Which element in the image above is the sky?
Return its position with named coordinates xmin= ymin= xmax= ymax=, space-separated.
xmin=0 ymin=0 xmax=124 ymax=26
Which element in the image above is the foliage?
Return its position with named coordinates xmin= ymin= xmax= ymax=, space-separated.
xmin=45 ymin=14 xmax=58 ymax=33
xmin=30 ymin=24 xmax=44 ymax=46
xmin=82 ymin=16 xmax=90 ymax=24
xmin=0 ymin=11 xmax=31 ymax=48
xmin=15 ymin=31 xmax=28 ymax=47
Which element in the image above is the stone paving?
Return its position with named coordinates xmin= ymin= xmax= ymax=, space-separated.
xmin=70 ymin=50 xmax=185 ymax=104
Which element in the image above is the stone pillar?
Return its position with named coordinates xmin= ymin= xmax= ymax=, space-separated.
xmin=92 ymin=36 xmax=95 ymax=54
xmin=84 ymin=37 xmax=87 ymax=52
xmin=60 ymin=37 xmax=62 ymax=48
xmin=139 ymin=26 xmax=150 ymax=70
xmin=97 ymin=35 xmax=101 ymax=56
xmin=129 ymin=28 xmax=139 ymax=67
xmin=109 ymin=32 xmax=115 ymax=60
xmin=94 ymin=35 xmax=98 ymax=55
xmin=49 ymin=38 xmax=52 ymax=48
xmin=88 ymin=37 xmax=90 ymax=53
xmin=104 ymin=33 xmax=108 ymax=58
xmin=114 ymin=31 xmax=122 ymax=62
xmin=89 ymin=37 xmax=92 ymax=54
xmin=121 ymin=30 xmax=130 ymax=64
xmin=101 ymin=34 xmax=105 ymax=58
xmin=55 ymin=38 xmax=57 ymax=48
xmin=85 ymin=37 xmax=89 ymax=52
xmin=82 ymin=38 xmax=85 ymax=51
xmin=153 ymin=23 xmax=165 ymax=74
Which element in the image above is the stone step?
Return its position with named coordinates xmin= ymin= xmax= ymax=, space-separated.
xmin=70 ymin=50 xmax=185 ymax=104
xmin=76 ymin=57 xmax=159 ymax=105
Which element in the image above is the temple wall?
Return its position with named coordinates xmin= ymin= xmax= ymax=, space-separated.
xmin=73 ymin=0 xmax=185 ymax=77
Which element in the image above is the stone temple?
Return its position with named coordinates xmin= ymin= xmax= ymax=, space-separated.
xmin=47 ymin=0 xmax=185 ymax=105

○ ○ ○

* Work to do: Extract each line of the listing above, copying it word for word.

* Result of the exercise:
Which element in the image above is the sky?
Return its position with named coordinates xmin= ymin= xmax= ymax=, space-separated.
xmin=0 ymin=0 xmax=124 ymax=26
Which element in the image above is the foliage?
Return its position with named coordinates xmin= ymin= xmax= ymax=, space-separated.
xmin=45 ymin=14 xmax=58 ymax=33
xmin=30 ymin=24 xmax=44 ymax=46
xmin=82 ymin=16 xmax=90 ymax=24
xmin=0 ymin=11 xmax=31 ymax=48
xmin=15 ymin=31 xmax=28 ymax=47
Which element in the image above is the stone paving?
Return its position with named coordinates xmin= ymin= xmax= ymax=, space-separated.
xmin=70 ymin=50 xmax=185 ymax=104
Which element in the image above is the stone pillar?
Return its position with named coordinates xmin= ymin= xmax= ymax=, space-separated.
xmin=92 ymin=36 xmax=95 ymax=54
xmin=84 ymin=37 xmax=87 ymax=52
xmin=60 ymin=37 xmax=62 ymax=48
xmin=139 ymin=26 xmax=150 ymax=70
xmin=97 ymin=35 xmax=101 ymax=56
xmin=129 ymin=28 xmax=139 ymax=67
xmin=109 ymin=32 xmax=115 ymax=60
xmin=94 ymin=35 xmax=98 ymax=55
xmin=49 ymin=38 xmax=52 ymax=48
xmin=88 ymin=37 xmax=90 ymax=53
xmin=104 ymin=33 xmax=108 ymax=58
xmin=114 ymin=31 xmax=122 ymax=62
xmin=89 ymin=37 xmax=92 ymax=54
xmin=121 ymin=30 xmax=130 ymax=64
xmin=101 ymin=34 xmax=105 ymax=58
xmin=55 ymin=38 xmax=57 ymax=48
xmin=85 ymin=37 xmax=89 ymax=52
xmin=82 ymin=38 xmax=85 ymax=51
xmin=153 ymin=23 xmax=165 ymax=74
Which element in the image above is the stone step?
Return its position with named coordinates xmin= ymin= xmax= ymax=, space-separated.
xmin=70 ymin=50 xmax=185 ymax=104
xmin=76 ymin=57 xmax=159 ymax=105
Which element in the image above is the temple wall?
Return its position with named coordinates xmin= ymin= xmax= ymax=, space-separated.
xmin=73 ymin=0 xmax=185 ymax=77
Which element in the image above is the stone temple?
Return its position with named coordinates xmin= ymin= xmax= ymax=, space-separated.
xmin=47 ymin=0 xmax=185 ymax=105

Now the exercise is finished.